-- Aim of the task --
Decide whether each statement agrees with the text below on the plan artifact format, answering yes or no and quoting the deciding words. (a) A plan can leave out the filter operation. (b) A plan may include more than one project operation. (c) The generated field appears in every artifact, including those that fall back to host_interpreted_v1.

-- Text shown --

#####

Memory management follows the UDF ABI in docs/WASM_UDFS.md.


4) Plan artifact format (skein.wasm.plan.v1)

The portable plan artifact is JSON, base64-encoded for transport:

{
  "format": "skein.wasm.plan.v1",
  "abi": "skein.wasm.batch.v1",
  "target": "wasm32-unknown-unknown",
  "execution": "generated_filter_project_v1",
  "plan": {
    "ops": [
      {"op": "scan", "table": {"db": "app", "table": "users"}},
      {"op": "filter", "predicate": {"op":"gt","a":{"col":"score"},"b":{"param":0}}},
      {"op": "project", "projection": [{"expr":{"col":"id"}}, {"expr":{"col":"score"}}]}
    ]
  },
  "generated": {
    "input_table_columns": [
      {"name": "score", "type": {"kind": "u64", "unsigned": true}},
      {"name": "id", "type": {"kind": "u64", "unsigned": true}}
    ],
    "param_columns": [
      {"name": "$param_0", "type": {"kind": "u64", "unsigned": true}}
    ],
    "output_columns": [
      {"name": "id", "type": {"kind": "u64", "unsigned": true}},
      {"name": "score", "type": {"kind": "u64", "unsigned": true}}
    ],
    "module_b64": "AGFzbQE..."
  }
}

Rules: - scan must be first and exactly once. - project must be last and exactly once. - filter is optional and must appear between scan and project. - execution is generated_filter_project_v1 when the compiler can lower a fixed-width, non-null u64/bool filter/project plan into an embedded Wasm module. - execution falls back to host_interpreted_v1 when the plan uses unsupported operators, nullable values, or non-fixed-width types. - generated is present only for compiled artifacts and records the generated module plus its input/output column metadata.

#####

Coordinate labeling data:
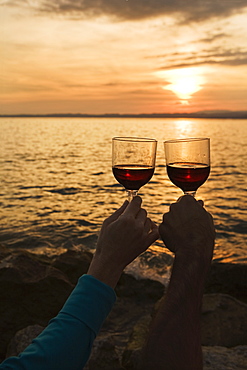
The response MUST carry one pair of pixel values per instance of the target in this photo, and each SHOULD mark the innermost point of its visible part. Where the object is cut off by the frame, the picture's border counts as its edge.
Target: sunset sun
(183, 82)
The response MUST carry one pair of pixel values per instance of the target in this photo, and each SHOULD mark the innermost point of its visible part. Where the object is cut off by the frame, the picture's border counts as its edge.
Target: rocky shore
(34, 288)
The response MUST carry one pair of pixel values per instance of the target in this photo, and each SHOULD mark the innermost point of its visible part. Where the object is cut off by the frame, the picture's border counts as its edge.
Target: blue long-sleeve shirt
(67, 341)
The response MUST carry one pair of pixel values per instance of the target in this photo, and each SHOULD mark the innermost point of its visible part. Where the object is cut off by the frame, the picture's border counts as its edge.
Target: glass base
(131, 194)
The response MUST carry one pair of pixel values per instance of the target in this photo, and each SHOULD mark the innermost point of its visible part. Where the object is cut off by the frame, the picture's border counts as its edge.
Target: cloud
(186, 11)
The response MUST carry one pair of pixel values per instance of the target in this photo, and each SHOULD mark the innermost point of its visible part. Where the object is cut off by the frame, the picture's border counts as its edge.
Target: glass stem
(131, 194)
(192, 193)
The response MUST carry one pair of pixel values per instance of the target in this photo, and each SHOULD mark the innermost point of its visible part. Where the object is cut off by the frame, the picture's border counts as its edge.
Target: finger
(201, 202)
(147, 225)
(153, 235)
(117, 213)
(134, 206)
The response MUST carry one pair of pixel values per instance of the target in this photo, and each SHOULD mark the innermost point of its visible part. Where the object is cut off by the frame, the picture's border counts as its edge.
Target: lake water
(57, 185)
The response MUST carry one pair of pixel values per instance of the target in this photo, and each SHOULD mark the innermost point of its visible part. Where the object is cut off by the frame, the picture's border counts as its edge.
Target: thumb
(117, 213)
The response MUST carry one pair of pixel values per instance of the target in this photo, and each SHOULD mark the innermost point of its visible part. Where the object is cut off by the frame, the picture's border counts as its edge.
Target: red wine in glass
(188, 162)
(188, 176)
(133, 162)
(133, 177)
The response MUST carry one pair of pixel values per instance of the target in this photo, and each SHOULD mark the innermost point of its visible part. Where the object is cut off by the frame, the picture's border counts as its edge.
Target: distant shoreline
(202, 114)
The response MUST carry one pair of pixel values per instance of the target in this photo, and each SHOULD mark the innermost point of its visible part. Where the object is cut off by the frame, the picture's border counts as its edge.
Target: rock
(104, 355)
(132, 353)
(31, 292)
(22, 339)
(220, 358)
(228, 278)
(224, 321)
(139, 289)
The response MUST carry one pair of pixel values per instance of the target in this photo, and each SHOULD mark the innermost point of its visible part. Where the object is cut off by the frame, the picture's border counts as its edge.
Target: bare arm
(174, 341)
(124, 235)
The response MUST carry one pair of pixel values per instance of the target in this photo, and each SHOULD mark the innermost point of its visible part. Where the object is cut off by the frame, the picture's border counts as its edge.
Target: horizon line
(198, 114)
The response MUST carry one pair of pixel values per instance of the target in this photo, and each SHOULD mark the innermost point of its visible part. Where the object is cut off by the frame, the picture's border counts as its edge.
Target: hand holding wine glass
(133, 162)
(188, 163)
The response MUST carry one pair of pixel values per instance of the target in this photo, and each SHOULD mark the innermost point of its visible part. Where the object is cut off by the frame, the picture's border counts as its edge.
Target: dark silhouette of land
(200, 114)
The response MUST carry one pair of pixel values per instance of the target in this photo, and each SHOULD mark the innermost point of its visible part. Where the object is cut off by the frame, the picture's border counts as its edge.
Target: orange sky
(118, 56)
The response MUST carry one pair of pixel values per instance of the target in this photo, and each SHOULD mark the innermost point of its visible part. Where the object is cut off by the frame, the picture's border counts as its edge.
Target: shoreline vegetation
(201, 114)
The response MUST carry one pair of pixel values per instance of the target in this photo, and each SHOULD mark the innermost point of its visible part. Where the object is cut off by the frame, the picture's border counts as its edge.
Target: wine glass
(133, 162)
(188, 163)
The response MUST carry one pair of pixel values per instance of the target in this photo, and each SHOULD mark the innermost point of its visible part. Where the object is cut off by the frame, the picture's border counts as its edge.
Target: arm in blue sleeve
(67, 341)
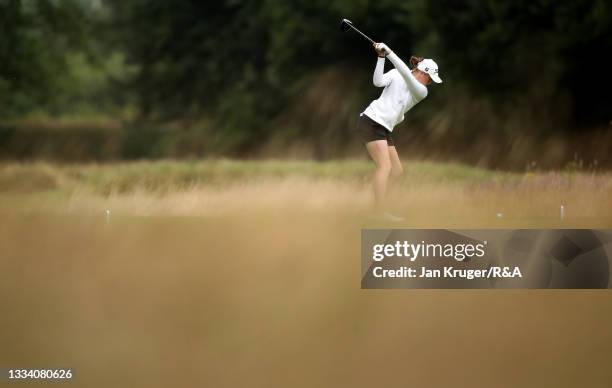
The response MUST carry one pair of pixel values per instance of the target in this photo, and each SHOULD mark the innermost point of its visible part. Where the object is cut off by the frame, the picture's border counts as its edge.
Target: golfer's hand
(382, 49)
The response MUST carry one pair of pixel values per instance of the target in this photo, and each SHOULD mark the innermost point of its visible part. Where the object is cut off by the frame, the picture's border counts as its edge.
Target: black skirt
(370, 130)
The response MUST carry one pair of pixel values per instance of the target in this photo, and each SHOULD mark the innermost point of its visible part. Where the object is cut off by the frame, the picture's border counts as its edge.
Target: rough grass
(427, 193)
(259, 286)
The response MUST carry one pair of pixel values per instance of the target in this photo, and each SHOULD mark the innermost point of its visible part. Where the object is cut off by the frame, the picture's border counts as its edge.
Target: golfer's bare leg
(379, 153)
(396, 163)
(396, 166)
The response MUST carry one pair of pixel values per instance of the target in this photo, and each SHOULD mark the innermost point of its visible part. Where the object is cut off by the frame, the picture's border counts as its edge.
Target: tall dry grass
(260, 285)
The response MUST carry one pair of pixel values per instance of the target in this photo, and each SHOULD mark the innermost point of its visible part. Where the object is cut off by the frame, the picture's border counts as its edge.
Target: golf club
(345, 24)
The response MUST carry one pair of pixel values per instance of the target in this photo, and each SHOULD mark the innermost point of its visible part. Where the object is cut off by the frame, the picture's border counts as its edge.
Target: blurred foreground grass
(427, 194)
(262, 288)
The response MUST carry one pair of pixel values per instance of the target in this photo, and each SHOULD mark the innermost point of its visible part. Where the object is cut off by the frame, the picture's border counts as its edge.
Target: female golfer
(403, 89)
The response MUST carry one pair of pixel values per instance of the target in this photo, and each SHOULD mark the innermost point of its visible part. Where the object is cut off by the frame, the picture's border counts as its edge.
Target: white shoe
(390, 217)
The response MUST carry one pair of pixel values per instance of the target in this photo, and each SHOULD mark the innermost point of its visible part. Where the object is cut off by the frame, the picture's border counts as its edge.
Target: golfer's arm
(415, 87)
(380, 79)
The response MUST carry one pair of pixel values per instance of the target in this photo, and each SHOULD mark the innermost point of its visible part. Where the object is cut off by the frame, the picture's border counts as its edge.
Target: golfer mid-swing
(404, 88)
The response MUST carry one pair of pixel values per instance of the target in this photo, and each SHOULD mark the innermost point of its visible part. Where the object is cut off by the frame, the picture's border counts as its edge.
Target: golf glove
(383, 49)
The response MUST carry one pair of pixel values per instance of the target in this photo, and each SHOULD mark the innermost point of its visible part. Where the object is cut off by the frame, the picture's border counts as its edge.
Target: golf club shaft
(362, 34)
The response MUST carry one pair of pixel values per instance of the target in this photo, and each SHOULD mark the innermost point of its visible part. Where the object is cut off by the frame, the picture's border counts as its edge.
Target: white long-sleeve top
(402, 92)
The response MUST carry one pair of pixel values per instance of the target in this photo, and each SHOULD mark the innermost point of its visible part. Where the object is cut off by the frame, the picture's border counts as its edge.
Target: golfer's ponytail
(414, 61)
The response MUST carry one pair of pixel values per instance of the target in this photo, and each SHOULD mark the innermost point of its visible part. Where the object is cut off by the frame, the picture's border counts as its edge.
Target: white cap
(430, 67)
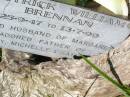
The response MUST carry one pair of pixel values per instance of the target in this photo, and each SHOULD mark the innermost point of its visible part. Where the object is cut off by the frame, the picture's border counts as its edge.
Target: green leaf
(122, 88)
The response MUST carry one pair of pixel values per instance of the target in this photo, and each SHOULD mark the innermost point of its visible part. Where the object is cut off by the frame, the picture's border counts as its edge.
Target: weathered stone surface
(65, 78)
(62, 78)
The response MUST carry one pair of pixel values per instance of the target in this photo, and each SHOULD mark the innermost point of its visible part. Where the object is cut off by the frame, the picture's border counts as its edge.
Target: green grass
(125, 90)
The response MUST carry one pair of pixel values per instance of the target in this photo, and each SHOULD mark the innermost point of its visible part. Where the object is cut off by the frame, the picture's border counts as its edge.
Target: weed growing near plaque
(125, 90)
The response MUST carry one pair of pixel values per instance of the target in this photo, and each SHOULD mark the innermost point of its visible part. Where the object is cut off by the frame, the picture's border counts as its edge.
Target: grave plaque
(53, 29)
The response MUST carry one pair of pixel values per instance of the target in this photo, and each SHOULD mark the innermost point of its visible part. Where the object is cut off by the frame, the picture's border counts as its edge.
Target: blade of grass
(103, 74)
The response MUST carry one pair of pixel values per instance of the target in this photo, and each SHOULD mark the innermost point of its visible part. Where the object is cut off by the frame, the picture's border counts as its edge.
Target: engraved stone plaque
(58, 30)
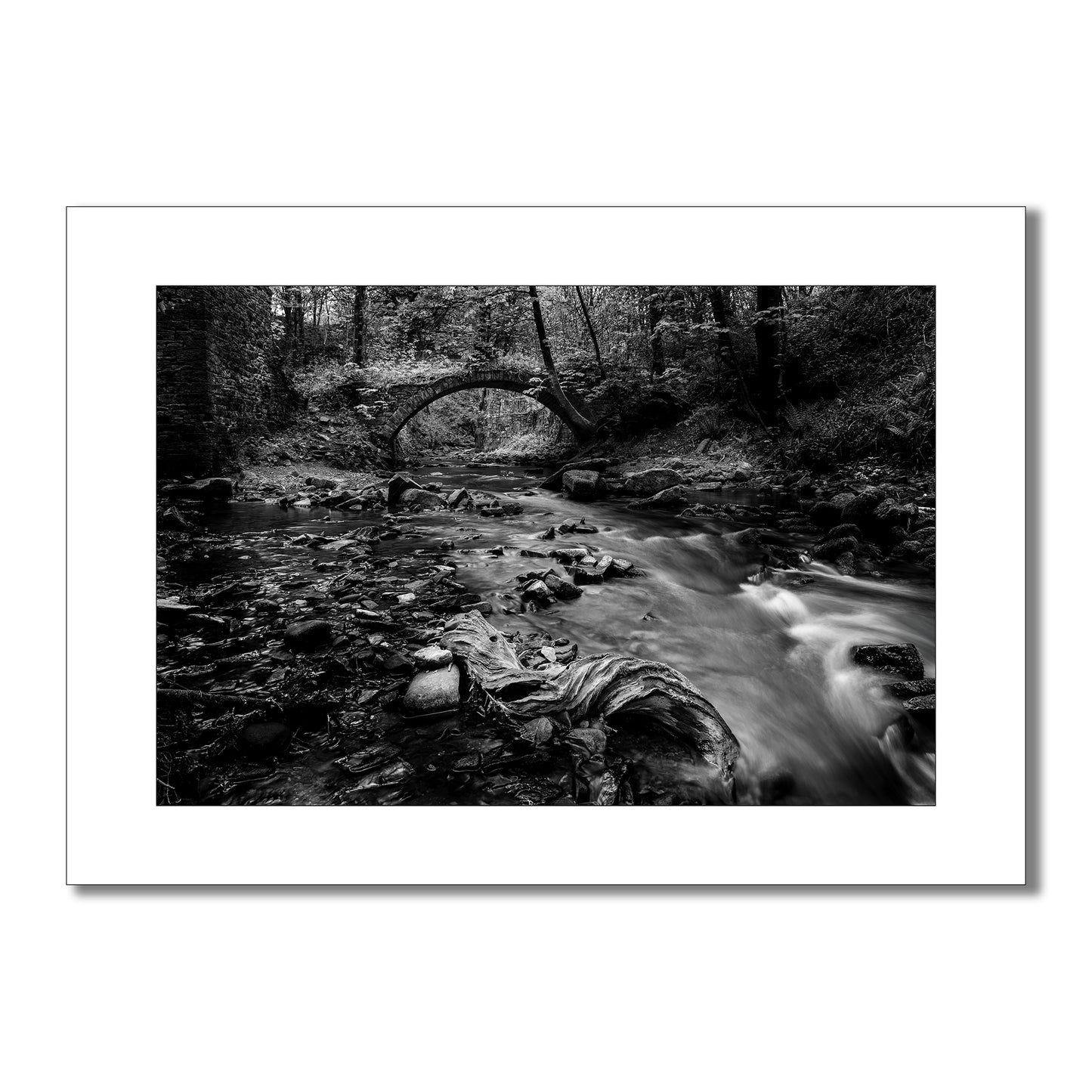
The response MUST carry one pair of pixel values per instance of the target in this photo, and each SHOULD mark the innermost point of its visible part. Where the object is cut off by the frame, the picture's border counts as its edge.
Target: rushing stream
(773, 657)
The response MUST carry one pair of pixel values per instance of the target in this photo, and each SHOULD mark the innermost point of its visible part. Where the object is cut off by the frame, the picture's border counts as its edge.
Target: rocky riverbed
(299, 610)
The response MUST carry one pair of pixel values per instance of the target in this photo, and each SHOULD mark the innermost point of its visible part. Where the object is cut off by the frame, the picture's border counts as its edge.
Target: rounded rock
(432, 657)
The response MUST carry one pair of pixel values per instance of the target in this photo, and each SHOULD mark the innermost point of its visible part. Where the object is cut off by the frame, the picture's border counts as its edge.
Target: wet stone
(432, 657)
(903, 660)
(264, 738)
(432, 691)
(308, 636)
(917, 689)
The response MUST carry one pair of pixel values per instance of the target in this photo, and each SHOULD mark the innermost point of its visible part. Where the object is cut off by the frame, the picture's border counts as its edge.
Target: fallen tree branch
(623, 690)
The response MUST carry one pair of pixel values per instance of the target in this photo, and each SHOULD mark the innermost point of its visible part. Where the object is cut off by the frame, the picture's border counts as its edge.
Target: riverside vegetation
(722, 594)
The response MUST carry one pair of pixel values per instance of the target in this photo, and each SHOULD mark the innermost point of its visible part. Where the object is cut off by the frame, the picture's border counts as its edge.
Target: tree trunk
(582, 424)
(358, 297)
(591, 333)
(655, 336)
(725, 351)
(294, 326)
(768, 344)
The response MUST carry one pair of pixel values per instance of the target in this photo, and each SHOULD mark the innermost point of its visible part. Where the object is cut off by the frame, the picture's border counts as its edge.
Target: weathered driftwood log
(621, 690)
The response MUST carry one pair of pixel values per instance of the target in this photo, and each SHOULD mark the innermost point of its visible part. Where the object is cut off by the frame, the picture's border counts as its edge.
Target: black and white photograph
(555, 544)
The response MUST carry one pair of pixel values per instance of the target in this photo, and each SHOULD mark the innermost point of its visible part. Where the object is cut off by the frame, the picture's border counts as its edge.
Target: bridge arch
(412, 401)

#####

-- Exercise result --
(a) Yes: "filter is optional and must appear between scan and project."
(b) No: "project must be last and exactly once."
(c) No: "generated is present only for compiled artifacts"